> **TASK TO COMPLETE**: Rewrite all of the entries below, replacing every occurrence of "whole-pixels" with "integer-coords" and leaving everything else unchanged. Leave out the pictures.

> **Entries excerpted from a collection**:
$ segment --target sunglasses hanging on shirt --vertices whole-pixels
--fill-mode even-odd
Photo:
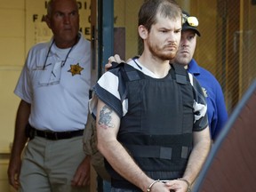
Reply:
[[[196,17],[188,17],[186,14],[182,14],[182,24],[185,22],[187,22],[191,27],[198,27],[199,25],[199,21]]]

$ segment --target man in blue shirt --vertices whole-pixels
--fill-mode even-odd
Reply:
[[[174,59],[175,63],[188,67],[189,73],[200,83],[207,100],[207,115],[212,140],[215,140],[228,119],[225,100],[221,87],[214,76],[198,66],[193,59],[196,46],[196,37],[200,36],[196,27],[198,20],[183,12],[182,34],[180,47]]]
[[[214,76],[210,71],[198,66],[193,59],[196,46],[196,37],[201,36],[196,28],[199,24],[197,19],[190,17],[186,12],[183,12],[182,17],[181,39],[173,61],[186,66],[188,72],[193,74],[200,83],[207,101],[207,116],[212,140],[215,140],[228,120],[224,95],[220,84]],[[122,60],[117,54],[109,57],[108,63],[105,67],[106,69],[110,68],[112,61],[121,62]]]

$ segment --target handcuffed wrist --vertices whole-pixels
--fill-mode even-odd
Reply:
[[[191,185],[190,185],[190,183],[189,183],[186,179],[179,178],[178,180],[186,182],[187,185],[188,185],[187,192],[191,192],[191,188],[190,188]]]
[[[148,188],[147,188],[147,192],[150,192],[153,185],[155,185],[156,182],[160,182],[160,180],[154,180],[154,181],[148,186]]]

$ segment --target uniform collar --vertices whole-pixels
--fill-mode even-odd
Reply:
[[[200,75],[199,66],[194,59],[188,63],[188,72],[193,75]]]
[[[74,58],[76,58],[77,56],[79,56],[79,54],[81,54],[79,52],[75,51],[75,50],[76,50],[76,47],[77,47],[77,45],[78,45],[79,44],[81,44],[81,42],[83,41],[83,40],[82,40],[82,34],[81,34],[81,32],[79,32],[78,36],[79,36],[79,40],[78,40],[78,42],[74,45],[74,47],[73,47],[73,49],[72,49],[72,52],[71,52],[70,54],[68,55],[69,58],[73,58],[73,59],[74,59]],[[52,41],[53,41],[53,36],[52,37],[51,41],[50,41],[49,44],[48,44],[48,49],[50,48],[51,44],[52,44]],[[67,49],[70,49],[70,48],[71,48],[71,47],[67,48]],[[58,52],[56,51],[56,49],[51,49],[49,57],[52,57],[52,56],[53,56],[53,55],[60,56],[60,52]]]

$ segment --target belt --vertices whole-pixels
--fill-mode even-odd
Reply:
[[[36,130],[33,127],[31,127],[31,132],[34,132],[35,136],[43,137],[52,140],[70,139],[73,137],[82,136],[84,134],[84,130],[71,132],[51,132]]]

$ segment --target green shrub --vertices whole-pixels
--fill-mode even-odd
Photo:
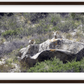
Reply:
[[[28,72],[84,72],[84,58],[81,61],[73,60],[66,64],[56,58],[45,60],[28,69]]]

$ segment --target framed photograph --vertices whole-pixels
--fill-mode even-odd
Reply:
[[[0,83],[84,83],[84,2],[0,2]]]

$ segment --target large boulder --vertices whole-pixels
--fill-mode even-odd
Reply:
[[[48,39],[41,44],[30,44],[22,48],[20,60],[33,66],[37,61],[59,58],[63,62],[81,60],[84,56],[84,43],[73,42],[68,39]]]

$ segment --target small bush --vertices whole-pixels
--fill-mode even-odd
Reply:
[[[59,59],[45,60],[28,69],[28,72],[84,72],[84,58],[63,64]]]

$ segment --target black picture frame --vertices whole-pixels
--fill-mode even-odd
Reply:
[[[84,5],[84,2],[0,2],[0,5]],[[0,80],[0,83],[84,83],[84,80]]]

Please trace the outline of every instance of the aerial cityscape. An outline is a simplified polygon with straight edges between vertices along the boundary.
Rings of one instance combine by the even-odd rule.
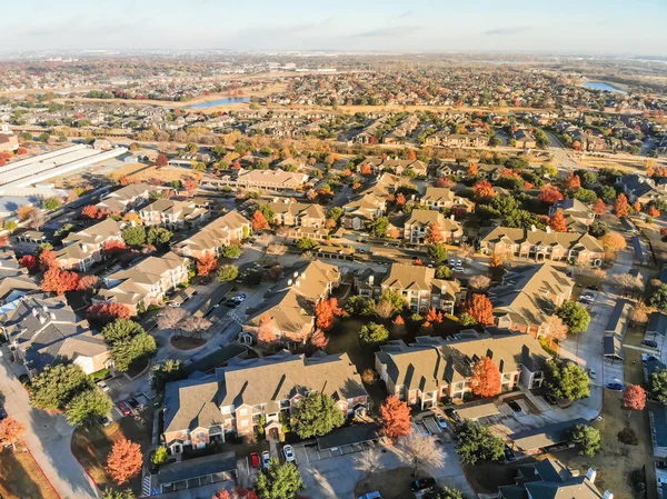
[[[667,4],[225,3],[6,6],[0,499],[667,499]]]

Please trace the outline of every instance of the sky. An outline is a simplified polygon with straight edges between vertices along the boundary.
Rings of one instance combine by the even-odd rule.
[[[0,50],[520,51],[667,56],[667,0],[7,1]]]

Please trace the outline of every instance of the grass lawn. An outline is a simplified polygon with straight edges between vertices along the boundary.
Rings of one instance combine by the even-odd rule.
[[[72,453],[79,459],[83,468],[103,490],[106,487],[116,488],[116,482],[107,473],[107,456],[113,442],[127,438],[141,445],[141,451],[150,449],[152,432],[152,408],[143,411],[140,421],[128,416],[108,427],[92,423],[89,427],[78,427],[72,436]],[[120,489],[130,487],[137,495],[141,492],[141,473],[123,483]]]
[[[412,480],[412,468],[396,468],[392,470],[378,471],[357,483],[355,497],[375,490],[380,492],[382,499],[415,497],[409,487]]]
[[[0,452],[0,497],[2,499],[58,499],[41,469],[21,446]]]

> **RIGHT ANSWER**:
$ segment --target sunglasses hanging on shirt --vertices integer-coords
--fill-mode even-odd
Photo:
Reply:
[[[196,17],[188,17],[186,14],[182,14],[182,24],[185,22],[187,22],[191,27],[198,27],[199,25],[199,21]]]

$ segment --target man in blue shirt --vertices integer-coords
--fill-mode even-odd
Reply:
[[[174,59],[175,63],[188,67],[189,73],[200,83],[207,100],[207,115],[212,140],[215,140],[228,119],[225,100],[221,87],[214,76],[198,66],[193,59],[196,46],[196,37],[200,36],[196,27],[198,20],[183,12],[182,34],[180,47]]]
[[[214,76],[210,71],[198,66],[193,59],[196,46],[196,37],[201,36],[196,28],[199,24],[197,19],[190,17],[186,12],[183,12],[182,17],[181,39],[173,61],[186,66],[188,72],[193,74],[200,83],[207,101],[207,116],[212,140],[215,140],[228,120],[224,95],[220,84]],[[122,60],[117,54],[109,57],[108,63],[105,67],[106,69],[110,68],[112,61],[121,62]]]

$ segment --target handcuffed wrist --vertices integer-coords
--fill-mode even-odd
Reply:
[[[191,185],[190,185],[190,183],[189,183],[186,179],[179,178],[178,180],[186,182],[187,185],[188,185],[187,192],[191,192],[191,188],[190,188]]]
[[[148,188],[147,188],[147,192],[150,192],[153,185],[155,185],[156,182],[160,182],[160,180],[154,180],[154,181],[148,186]]]

$ segment --target uniform collar --vertices integer-coords
--fill-mode even-odd
Reply:
[[[200,75],[199,66],[194,59],[188,63],[188,72],[193,75]]]
[[[74,58],[76,58],[77,56],[79,56],[79,54],[81,54],[79,52],[75,51],[75,50],[76,50],[76,47],[77,47],[77,45],[78,45],[79,44],[81,44],[81,42],[83,41],[83,40],[82,40],[82,34],[81,34],[81,32],[79,32],[78,36],[79,36],[79,40],[78,40],[78,42],[74,45],[74,47],[73,47],[73,49],[72,49],[72,52],[71,52],[70,54],[68,55],[69,58],[73,58],[73,59],[74,59]],[[52,41],[53,41],[53,36],[52,37],[51,41],[50,41],[49,44],[48,44],[48,49],[50,48],[51,44],[52,44]],[[67,49],[70,49],[70,48],[71,48],[71,47],[67,48]],[[58,52],[56,51],[56,49],[51,49],[49,57],[52,57],[52,56],[53,56],[53,55],[60,56],[60,52]]]

$ segment --target belt --vertices integer-coords
--fill-mode even-odd
Reply:
[[[36,130],[33,127],[31,127],[31,132],[34,132],[35,136],[43,137],[52,140],[70,139],[73,137],[82,136],[84,134],[84,130],[71,132],[51,132]]]

$ segment --target green shrub --vertices integer-coords
--fill-mode even-odd
Photo:
Reply:
[[[28,72],[84,72],[84,58],[81,61],[73,60],[66,64],[56,58],[45,60],[28,69]]]

$ segment --target framed photograph --vertices integer-coords
--fill-mode even-odd
Reply:
[[[0,83],[84,83],[84,2],[0,2]]]

$ segment --target large boulder --vertices integer-coords
--fill-mode even-odd
Reply:
[[[48,39],[41,44],[30,44],[22,48],[20,60],[33,66],[37,61],[59,58],[63,62],[81,60],[84,56],[84,43],[73,42],[68,39]]]

$ segment --target small bush --vertices integer-coords
--fill-mode even-odd
Reply:
[[[59,59],[45,60],[28,69],[28,72],[84,72],[84,58],[63,64]]]

$ segment --target black picture frame --vertices integer-coords
--fill-mode even-odd
Reply:
[[[84,5],[84,2],[0,2],[0,5]],[[0,80],[0,83],[84,83],[84,80]]]

Please trace the outline of every instance of the aerial cityscape. An outline is a simplified polygon with straight edges between vertices along the boundary.
Rings of one instance combine by the even-odd rule.
[[[667,4],[225,3],[6,6],[0,499],[667,499]]]

Please trace the outline of every instance of the sky. An outline is a simplified polygon with straight edges between vertices along the boundary.
Rings of one instance combine by the even-odd rule.
[[[0,50],[520,51],[667,56],[667,0],[7,1]]]

Please trace the outline of every instance of the grass lawn. An outline is a simplified polygon with straight edges between vertices along the boundary.
Rings of one instance combine by the even-odd rule.
[[[72,453],[79,459],[83,468],[103,490],[106,487],[116,488],[116,482],[107,473],[107,456],[113,442],[127,438],[141,445],[141,451],[150,449],[152,432],[152,408],[143,411],[140,421],[128,416],[108,427],[92,423],[89,427],[78,427],[72,436]],[[120,489],[130,487],[137,495],[141,492],[141,473],[123,483]]]
[[[412,480],[412,468],[396,468],[392,470],[378,471],[357,483],[355,497],[375,490],[380,492],[382,499],[415,497],[409,487]]]
[[[0,452],[0,497],[2,499],[58,499],[41,469],[21,446]]]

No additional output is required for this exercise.